§ The input:
··········

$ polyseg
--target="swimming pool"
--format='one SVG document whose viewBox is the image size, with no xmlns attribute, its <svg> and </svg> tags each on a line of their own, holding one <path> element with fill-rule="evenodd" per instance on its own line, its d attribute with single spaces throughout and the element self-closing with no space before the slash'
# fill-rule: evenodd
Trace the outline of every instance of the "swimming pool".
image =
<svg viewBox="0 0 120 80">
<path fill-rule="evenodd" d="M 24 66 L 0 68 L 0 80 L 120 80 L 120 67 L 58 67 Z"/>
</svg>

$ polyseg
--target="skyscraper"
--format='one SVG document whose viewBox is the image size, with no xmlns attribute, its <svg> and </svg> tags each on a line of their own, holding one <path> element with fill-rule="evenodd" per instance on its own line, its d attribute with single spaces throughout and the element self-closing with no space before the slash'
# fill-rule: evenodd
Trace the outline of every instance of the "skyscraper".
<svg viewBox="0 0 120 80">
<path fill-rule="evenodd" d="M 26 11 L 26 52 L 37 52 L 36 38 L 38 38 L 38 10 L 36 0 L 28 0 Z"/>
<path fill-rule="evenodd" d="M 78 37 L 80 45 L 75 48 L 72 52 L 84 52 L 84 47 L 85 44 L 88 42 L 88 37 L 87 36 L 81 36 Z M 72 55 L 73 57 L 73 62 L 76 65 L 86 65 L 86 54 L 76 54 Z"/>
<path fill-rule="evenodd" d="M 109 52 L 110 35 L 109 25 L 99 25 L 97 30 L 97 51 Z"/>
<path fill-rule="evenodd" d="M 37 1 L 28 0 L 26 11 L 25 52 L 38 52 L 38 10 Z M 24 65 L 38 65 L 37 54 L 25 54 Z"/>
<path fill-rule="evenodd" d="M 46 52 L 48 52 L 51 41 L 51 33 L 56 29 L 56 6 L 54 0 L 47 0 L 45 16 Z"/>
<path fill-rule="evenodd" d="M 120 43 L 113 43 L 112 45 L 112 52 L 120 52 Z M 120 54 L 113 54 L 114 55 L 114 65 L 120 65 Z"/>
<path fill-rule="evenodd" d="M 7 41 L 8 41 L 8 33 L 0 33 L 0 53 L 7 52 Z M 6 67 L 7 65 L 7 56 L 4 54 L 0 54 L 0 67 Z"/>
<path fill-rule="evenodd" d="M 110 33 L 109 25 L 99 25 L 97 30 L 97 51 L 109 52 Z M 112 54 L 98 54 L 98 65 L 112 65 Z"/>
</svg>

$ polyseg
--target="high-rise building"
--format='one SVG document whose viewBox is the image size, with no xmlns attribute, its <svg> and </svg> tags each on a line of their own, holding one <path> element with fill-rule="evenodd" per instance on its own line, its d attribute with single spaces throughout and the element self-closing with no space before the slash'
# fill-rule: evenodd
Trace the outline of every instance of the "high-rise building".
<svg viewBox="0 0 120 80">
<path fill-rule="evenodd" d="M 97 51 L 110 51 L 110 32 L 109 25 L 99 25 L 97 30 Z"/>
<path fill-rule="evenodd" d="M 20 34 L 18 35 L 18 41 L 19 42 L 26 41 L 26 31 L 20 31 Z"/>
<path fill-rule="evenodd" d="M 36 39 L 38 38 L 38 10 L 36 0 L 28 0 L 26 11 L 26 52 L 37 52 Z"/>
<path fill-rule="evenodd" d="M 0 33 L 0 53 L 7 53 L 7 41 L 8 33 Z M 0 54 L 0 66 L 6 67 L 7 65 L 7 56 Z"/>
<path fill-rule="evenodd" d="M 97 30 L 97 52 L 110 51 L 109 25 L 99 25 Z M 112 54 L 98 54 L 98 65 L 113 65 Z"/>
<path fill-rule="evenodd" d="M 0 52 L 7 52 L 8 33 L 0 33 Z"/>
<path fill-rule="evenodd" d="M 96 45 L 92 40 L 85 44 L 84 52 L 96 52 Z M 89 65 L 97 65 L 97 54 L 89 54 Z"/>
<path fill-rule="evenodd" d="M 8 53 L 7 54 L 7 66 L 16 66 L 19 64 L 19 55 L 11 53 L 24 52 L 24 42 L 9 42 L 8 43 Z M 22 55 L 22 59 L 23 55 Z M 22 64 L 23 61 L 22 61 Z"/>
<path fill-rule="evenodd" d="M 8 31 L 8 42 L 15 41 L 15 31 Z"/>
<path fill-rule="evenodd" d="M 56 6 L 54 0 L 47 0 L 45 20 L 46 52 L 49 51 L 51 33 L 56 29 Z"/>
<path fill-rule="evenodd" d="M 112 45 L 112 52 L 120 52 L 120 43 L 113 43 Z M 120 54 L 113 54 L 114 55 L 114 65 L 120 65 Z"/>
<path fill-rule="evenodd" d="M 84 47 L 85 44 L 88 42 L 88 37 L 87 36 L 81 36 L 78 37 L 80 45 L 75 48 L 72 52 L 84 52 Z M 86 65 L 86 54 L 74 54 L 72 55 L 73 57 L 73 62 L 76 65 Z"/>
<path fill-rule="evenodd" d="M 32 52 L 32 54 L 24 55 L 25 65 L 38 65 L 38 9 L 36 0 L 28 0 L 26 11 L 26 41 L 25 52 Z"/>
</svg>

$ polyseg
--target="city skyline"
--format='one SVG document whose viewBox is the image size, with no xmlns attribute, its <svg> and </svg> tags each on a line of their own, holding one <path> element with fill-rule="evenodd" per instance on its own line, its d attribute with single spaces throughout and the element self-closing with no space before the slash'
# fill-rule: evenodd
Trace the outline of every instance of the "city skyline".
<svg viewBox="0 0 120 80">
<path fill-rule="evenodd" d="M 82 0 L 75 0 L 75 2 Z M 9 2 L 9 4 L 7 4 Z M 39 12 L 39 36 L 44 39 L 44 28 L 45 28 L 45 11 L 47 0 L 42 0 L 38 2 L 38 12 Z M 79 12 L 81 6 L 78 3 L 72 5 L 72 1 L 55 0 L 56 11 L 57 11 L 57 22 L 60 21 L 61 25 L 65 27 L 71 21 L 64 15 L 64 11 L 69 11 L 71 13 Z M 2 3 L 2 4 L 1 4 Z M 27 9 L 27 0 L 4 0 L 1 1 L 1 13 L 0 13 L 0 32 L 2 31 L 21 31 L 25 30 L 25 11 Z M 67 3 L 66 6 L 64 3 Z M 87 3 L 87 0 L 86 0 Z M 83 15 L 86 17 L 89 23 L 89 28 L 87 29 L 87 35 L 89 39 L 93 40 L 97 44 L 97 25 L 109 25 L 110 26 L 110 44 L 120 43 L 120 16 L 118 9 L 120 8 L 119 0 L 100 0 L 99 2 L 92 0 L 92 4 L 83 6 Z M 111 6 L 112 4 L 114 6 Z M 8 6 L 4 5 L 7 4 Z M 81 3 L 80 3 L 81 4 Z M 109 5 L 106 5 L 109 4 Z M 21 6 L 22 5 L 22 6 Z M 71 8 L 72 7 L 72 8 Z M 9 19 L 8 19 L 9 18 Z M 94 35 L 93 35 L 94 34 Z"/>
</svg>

··········

§ Given request: Reproduce the entire listing word for word.

§ Written answer:
$ polyseg
--target="swimming pool"
--format='one SVG document whose viewBox is the image size, with no xmlns attribute, its <svg> and </svg> tags each on a line of their own, holding one <path> element with fill-rule="evenodd" per instance on its own line, its d attribute with single spaces throughout and the element self-closing with no space before the slash'
# fill-rule: evenodd
Trace the outline of every instance of the "swimming pool".
image =
<svg viewBox="0 0 120 80">
<path fill-rule="evenodd" d="M 24 66 L 0 68 L 0 80 L 120 80 L 120 67 L 58 67 Z"/>
</svg>

$ polyseg
--target="skyscraper"
--format='one SVG document whose viewBox is the image size, with no xmlns attribute, its <svg> and </svg> tags each on a line of their own, holding one <path> element with fill-rule="evenodd" per instance on its own line, its d attribute with single spaces throughout and the element self-closing with no space before the slash'
# fill-rule: evenodd
Trace the outline of every instance of the "skyscraper".
<svg viewBox="0 0 120 80">
<path fill-rule="evenodd" d="M 26 11 L 26 52 L 37 52 L 36 38 L 38 38 L 38 10 L 36 0 L 28 0 Z"/>
<path fill-rule="evenodd" d="M 78 37 L 80 45 L 75 48 L 72 52 L 84 52 L 84 47 L 85 44 L 88 42 L 88 37 L 87 36 L 81 36 Z M 72 55 L 73 57 L 73 62 L 76 65 L 86 65 L 86 54 L 76 54 Z"/>
<path fill-rule="evenodd" d="M 109 52 L 110 35 L 109 25 L 99 25 L 97 30 L 97 51 Z"/>
<path fill-rule="evenodd" d="M 37 1 L 28 0 L 26 11 L 25 52 L 38 52 L 38 10 Z M 24 65 L 38 65 L 37 54 L 25 54 Z"/>
<path fill-rule="evenodd" d="M 46 52 L 48 52 L 51 41 L 51 33 L 56 29 L 56 6 L 54 0 L 47 0 L 45 16 Z"/>
<path fill-rule="evenodd" d="M 120 43 L 113 43 L 112 45 L 112 52 L 120 52 Z M 120 54 L 113 54 L 114 55 L 114 65 L 120 65 Z"/>
<path fill-rule="evenodd" d="M 7 41 L 8 41 L 8 33 L 0 33 L 0 53 L 7 52 Z M 6 67 L 7 65 L 7 56 L 4 54 L 0 54 L 0 67 Z"/>
<path fill-rule="evenodd" d="M 110 33 L 109 25 L 99 25 L 97 30 L 97 51 L 109 52 Z M 112 54 L 98 54 L 98 65 L 112 65 Z"/>
</svg>

$ polyseg
--target="high-rise building"
--format='one SVG document whose viewBox is the image size, with no xmlns attribute, its <svg> and </svg> tags each on a line of their own, holding one <path> element with fill-rule="evenodd" per instance on its own line, its d attribute with single spaces throughout and the element self-closing with no space before the slash'
# fill-rule: evenodd
Trace the outline of every instance of the "high-rise building".
<svg viewBox="0 0 120 80">
<path fill-rule="evenodd" d="M 97 51 L 110 51 L 110 32 L 109 25 L 99 25 L 97 30 Z"/>
<path fill-rule="evenodd" d="M 20 34 L 18 35 L 18 41 L 19 42 L 26 41 L 26 31 L 20 31 Z"/>
<path fill-rule="evenodd" d="M 36 39 L 38 38 L 38 10 L 36 0 L 28 0 L 26 11 L 26 52 L 37 52 Z"/>
<path fill-rule="evenodd" d="M 0 33 L 0 53 L 7 53 L 7 41 L 8 33 Z M 0 54 L 0 66 L 6 67 L 7 65 L 7 56 Z"/>
<path fill-rule="evenodd" d="M 97 30 L 97 52 L 110 51 L 109 25 L 99 25 Z M 112 54 L 98 54 L 98 65 L 113 65 Z"/>
<path fill-rule="evenodd" d="M 0 52 L 7 52 L 8 33 L 0 33 Z"/>
<path fill-rule="evenodd" d="M 96 45 L 92 40 L 85 44 L 84 52 L 96 52 Z M 89 65 L 97 65 L 97 54 L 89 54 Z"/>
<path fill-rule="evenodd" d="M 8 53 L 7 54 L 7 66 L 16 66 L 19 64 L 19 55 L 11 53 L 24 52 L 24 42 L 9 42 L 8 43 Z M 22 55 L 22 59 L 23 55 Z M 22 64 L 23 61 L 22 61 Z"/>
<path fill-rule="evenodd" d="M 8 31 L 8 42 L 15 41 L 15 31 Z"/>
<path fill-rule="evenodd" d="M 56 6 L 54 0 L 47 0 L 45 20 L 46 52 L 49 51 L 51 33 L 56 29 Z"/>
<path fill-rule="evenodd" d="M 112 45 L 112 52 L 120 52 L 120 43 L 113 43 Z M 120 54 L 113 54 L 114 55 L 114 65 L 120 65 Z"/>
<path fill-rule="evenodd" d="M 84 47 L 85 44 L 88 42 L 88 37 L 87 36 L 81 36 L 78 37 L 80 45 L 75 48 L 72 52 L 84 52 Z M 86 65 L 86 54 L 74 54 L 72 55 L 73 57 L 73 62 L 76 65 Z"/>
<path fill-rule="evenodd" d="M 32 52 L 32 54 L 24 55 L 25 65 L 38 65 L 38 9 L 36 0 L 28 0 L 26 11 L 26 41 L 25 52 Z"/>
</svg>

$ polyseg
--target="city skyline"
--format='one SVG document whose viewBox is the image size, with no xmlns attribute, its <svg> and </svg> tags each on a line of their own, holding one <path> element with fill-rule="evenodd" per instance on its own line, its d attribute with single spaces throughout and the element self-closing with no space before the slash'
# fill-rule: evenodd
Trace the outline of every instance of the "city skyline".
<svg viewBox="0 0 120 80">
<path fill-rule="evenodd" d="M 82 0 L 75 0 L 75 2 Z M 9 2 L 9 4 L 7 4 Z M 39 12 L 39 36 L 44 39 L 44 28 L 45 28 L 45 11 L 47 0 L 42 0 L 38 2 L 38 12 Z M 79 12 L 81 6 L 78 3 L 72 5 L 72 1 L 55 0 L 56 11 L 57 11 L 57 22 L 60 21 L 61 25 L 65 27 L 71 21 L 64 15 L 64 11 L 69 11 L 71 13 Z M 2 3 L 2 4 L 1 4 Z M 27 9 L 27 0 L 4 0 L 1 1 L 1 13 L 0 13 L 0 32 L 2 31 L 21 31 L 25 30 L 25 11 Z M 67 3 L 66 6 L 64 3 Z M 87 3 L 87 0 L 86 0 Z M 83 15 L 86 17 L 89 23 L 89 28 L 87 29 L 87 35 L 89 39 L 93 40 L 97 44 L 97 25 L 109 25 L 110 26 L 110 44 L 120 43 L 120 16 L 118 9 L 120 8 L 119 0 L 100 0 L 99 2 L 92 0 L 92 4 L 83 6 Z M 111 6 L 112 4 L 114 6 Z M 8 6 L 4 5 L 7 4 Z M 81 3 L 80 3 L 81 4 Z M 109 5 L 106 5 L 109 4 Z M 21 6 L 22 5 L 22 6 Z M 71 8 L 72 7 L 72 8 Z M 9 19 L 8 19 L 9 18 Z M 94 35 L 93 35 L 94 34 Z"/>
</svg>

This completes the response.